Exercise directions → Retype, without pictures, the line holding "Where can you see the wooden" and each line below it through the final line.
%%
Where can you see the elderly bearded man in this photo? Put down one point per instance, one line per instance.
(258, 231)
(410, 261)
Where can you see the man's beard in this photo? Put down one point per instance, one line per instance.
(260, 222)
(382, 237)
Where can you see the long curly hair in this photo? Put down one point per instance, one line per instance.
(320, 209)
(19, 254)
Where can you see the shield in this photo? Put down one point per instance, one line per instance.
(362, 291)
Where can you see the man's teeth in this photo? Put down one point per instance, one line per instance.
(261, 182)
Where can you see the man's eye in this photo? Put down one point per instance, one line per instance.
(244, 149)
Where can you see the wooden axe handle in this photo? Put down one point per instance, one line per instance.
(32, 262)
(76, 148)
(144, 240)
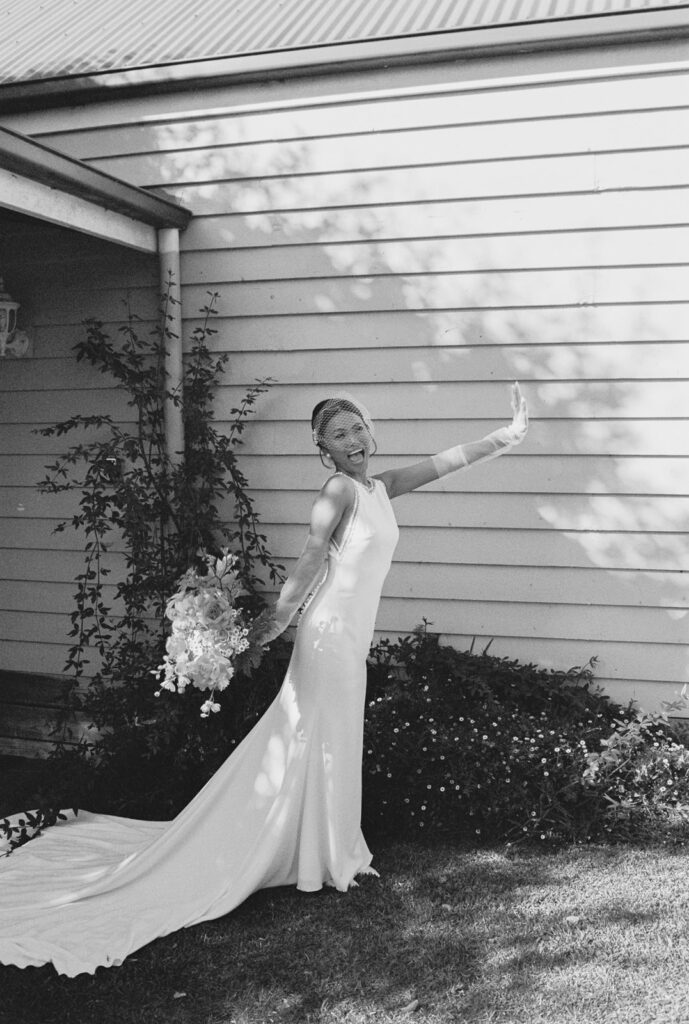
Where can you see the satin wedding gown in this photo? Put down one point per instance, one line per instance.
(284, 809)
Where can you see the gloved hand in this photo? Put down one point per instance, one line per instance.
(489, 446)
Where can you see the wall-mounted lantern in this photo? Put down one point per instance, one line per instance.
(12, 342)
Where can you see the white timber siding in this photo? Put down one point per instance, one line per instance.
(423, 237)
(60, 278)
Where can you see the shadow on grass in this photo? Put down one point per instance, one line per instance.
%%
Solution for this exercise →
Where can you see the wooden axe handle in this photo? Put down one point per instance, one line per instance.
(32, 262)
(76, 148)
(144, 240)
Where can you see the satin wedding gown in this photo? Put down one point per instance, one line per instance.
(284, 809)
Where can you see the gloved hand in this photo? Put down one point per instance, one line per instance.
(489, 446)
Where can you see the wall-mounted lantern in this photo? Put down one point per instance, one line per instance.
(12, 342)
Where can you see the white timber siding in this photo? Put down one point per instance, one line per instance.
(423, 237)
(60, 278)
Where can you see the shadow on grass in this photo? Put down one point per instance, one line per instance.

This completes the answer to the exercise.